**What to produce**
Reproduce the material from the line containing "Mark each instance of the uncooked" up to and including the final line, scaling every answer coordinate by 1.15 and rounding to whole numbers, with halves rounded up. Leave the requests and their sample coordinates unchanged, and output only those lines.
......
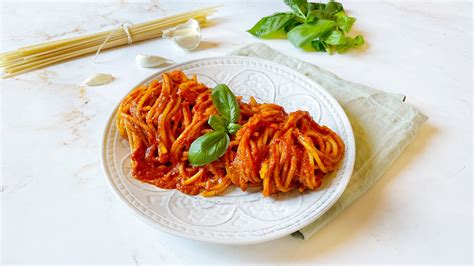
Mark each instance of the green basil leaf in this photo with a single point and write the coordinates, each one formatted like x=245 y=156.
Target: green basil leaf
x=208 y=148
x=319 y=45
x=291 y=24
x=305 y=33
x=269 y=26
x=335 y=38
x=217 y=122
x=319 y=14
x=300 y=7
x=316 y=6
x=226 y=103
x=334 y=7
x=344 y=22
x=233 y=128
x=351 y=43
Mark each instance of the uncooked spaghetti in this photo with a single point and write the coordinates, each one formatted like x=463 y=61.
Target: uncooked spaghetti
x=37 y=56
x=273 y=150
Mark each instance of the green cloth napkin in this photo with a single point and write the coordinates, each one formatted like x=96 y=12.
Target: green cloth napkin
x=383 y=126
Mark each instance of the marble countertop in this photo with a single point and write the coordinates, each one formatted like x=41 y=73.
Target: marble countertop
x=56 y=206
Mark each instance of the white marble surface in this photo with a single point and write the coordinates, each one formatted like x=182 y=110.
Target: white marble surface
x=57 y=207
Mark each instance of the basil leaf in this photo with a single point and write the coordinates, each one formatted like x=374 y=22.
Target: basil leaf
x=217 y=122
x=300 y=7
x=318 y=14
x=335 y=38
x=316 y=6
x=291 y=24
x=225 y=102
x=351 y=43
x=271 y=25
x=208 y=148
x=333 y=7
x=233 y=128
x=344 y=22
x=319 y=45
x=305 y=33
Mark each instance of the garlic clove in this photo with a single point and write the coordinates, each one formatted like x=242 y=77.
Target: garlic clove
x=186 y=36
x=150 y=60
x=98 y=79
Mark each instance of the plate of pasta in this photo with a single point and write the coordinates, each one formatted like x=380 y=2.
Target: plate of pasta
x=231 y=150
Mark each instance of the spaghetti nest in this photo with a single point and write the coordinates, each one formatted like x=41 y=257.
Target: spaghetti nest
x=273 y=150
......
**Worked solution**
Mark each instance of the uncooked spaghetti in this photo with a single point and write the coordinates, each one formatted like x=463 y=61.
Target: uncooked spaghetti
x=43 y=64
x=314 y=173
Mark each instance of the green cloth napkin in this photo with a single point and write the coordinates, each one formatted like x=96 y=12.
Target: green cloth napkin
x=440 y=145
Mark each instance of the marble countertop in this photo with a single point and write the coordinates, each one formatted like x=41 y=73.
Target: marble countertop
x=64 y=237
Mark each instance of the white marble surface in this photo with a single point and write the coordinates, each one formatted like x=182 y=110.
Target: white marble surface
x=66 y=238
Mark each instance of the basil leaf in this photo with a single point and write the coordinates, each one formatted like x=374 y=22.
Target: basil leaf
x=250 y=140
x=345 y=8
x=366 y=16
x=385 y=44
x=363 y=7
x=335 y=28
x=259 y=117
x=404 y=49
x=312 y=29
x=239 y=170
x=383 y=8
x=268 y=147
x=396 y=25
x=367 y=52
x=351 y=38
Mark each instance of the garlic clove in this photo with a single point and write the coordinates, each one formatted like x=242 y=77.
Target: garlic clove
x=214 y=41
x=173 y=69
x=113 y=91
Mark each instance of the plate of pasta in this photo with a single point and write the coordinates, each one formatted like x=380 y=2.
Target: plate of pasta
x=266 y=173
Mark each instance of the spaghetti nest in this photo with a single point and write the coordinates, each one formatted like x=41 y=257.
Target: spaghetti nest
x=314 y=173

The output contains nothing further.